Collected data entries:
———

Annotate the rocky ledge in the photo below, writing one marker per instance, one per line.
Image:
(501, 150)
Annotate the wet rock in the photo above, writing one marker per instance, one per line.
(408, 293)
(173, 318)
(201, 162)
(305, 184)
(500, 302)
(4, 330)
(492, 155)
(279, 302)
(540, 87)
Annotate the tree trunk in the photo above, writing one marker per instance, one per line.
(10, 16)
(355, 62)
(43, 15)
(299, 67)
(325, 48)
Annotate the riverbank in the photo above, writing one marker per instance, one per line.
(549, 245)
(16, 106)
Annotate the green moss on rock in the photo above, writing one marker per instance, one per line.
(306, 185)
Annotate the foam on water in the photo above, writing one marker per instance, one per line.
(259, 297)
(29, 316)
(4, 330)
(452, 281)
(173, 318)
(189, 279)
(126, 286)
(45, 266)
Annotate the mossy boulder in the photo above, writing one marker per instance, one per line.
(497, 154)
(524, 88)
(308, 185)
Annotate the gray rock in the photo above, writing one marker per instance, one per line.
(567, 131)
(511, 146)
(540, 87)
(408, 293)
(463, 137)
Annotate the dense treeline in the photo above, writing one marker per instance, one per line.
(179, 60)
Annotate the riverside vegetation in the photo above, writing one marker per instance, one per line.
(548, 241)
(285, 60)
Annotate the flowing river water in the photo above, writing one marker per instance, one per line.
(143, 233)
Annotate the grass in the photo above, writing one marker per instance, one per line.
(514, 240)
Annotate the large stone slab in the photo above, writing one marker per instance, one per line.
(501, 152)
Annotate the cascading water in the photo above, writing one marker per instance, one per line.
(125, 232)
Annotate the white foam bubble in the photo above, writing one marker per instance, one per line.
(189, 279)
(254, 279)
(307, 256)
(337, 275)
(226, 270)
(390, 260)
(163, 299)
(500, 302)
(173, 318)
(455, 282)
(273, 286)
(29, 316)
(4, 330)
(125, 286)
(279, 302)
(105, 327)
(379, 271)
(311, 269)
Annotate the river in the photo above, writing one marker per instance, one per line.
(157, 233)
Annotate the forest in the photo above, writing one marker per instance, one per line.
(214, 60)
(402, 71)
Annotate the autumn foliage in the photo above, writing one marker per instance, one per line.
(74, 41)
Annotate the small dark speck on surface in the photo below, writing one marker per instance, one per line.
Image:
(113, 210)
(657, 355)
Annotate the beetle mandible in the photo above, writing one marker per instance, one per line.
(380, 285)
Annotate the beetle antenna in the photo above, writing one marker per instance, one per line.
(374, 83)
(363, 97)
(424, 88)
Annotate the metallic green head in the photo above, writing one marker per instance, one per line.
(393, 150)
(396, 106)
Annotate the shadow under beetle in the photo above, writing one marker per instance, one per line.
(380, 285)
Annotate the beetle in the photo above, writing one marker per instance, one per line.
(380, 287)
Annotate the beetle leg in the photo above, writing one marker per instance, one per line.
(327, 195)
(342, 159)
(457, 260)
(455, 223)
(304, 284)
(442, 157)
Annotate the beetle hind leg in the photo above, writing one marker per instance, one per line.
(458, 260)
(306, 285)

———

• EXERCISE AIM: Could you return all of the data exactly as written?

• WRITTEN SOLUTION:
Annotate the rocky ledge in the photo below, writing one marker per instance, one per line.
Image:
(501, 150)
Annotate the wet rock in the photo above, writing one marker per instance, one per line.
(408, 293)
(173, 318)
(201, 162)
(305, 184)
(500, 302)
(4, 330)
(492, 155)
(279, 302)
(540, 87)
Annotate the tree trunk in the photo above, writing one marker per instance, one per line.
(10, 16)
(355, 62)
(43, 15)
(299, 67)
(325, 48)
Annotate the riverbank in the photo above, writing one marker per instance, one per line.
(549, 245)
(16, 106)
Annotate the green moss on rock in the photo above, writing one marker per instance, one per line.
(306, 185)
Annotate the foam on water in the photo above, writing one marker per instance, one per line.
(259, 297)
(29, 316)
(4, 330)
(452, 281)
(173, 318)
(189, 279)
(126, 286)
(45, 266)
Annotate the mossy boulder in the photo above, writing one marker per instance, one per line.
(497, 154)
(524, 88)
(308, 185)
Annotate the gray rock in the photo above, writing one marker per instance, one per line.
(567, 131)
(511, 146)
(540, 87)
(408, 293)
(463, 137)
Annotate the dense treeline in the photo above, writing one marker per instance, one per line.
(179, 60)
Annotate the riverside vegetation in the photo above, writing one marker per instance, one per line.
(548, 241)
(285, 60)
Annotate the flowing river water in the photo above, writing one marker per instance, one per line.
(143, 233)
Annotate the grass in the photo above, writing one marker per instance, one per line.
(514, 240)
Annotate the large stone slab in the photo above, writing one marker per instance, one per line.
(501, 152)
Annotate the cascading water in the photo above, writing one marker per instance, one per line.
(125, 232)
Annotate the white foam bubble in the photo above, writing one marker per instance, one per line.
(189, 279)
(254, 279)
(307, 256)
(337, 275)
(226, 270)
(390, 260)
(163, 299)
(500, 302)
(173, 318)
(455, 282)
(273, 286)
(29, 316)
(4, 330)
(125, 286)
(279, 302)
(105, 327)
(379, 271)
(311, 269)
Annotate the river in the photo above, writing one marker per instance, one per line.
(157, 233)
Annotate the forest in the photo above, writing one marker per instance, one per line.
(214, 60)
(402, 71)
Annotate the autumn foliage in the photo above, writing one marker per instance, one per line.
(74, 41)
Annotate the small dark speck on surface in the photo below, writing one marker per instance, one per line.
Image:
(113, 210)
(657, 355)
Annotate the beetle mandible in the photo above, writing one marker per instance, one per line.
(380, 285)
Annotate the beetle antenna in the photo above, writing one marker per instance, one per line.
(374, 83)
(363, 97)
(424, 88)
Annotate the metallic green head in the photo above, writing one marker per instance, one per line.
(393, 150)
(396, 106)
Annotate the shadow under beetle in the photo above, writing one marker per instance, one per line.
(380, 285)
Annotate the beetle in the photo above, writing one marker per instance, one per line.
(380, 287)
Annotate the beetle leg in the photo above, writing one marker per instance, one per line.
(327, 195)
(342, 159)
(457, 260)
(455, 223)
(304, 284)
(442, 157)
Annotate the beetle hind leg in the photo above, writing one marker per instance, one per line.
(458, 260)
(306, 285)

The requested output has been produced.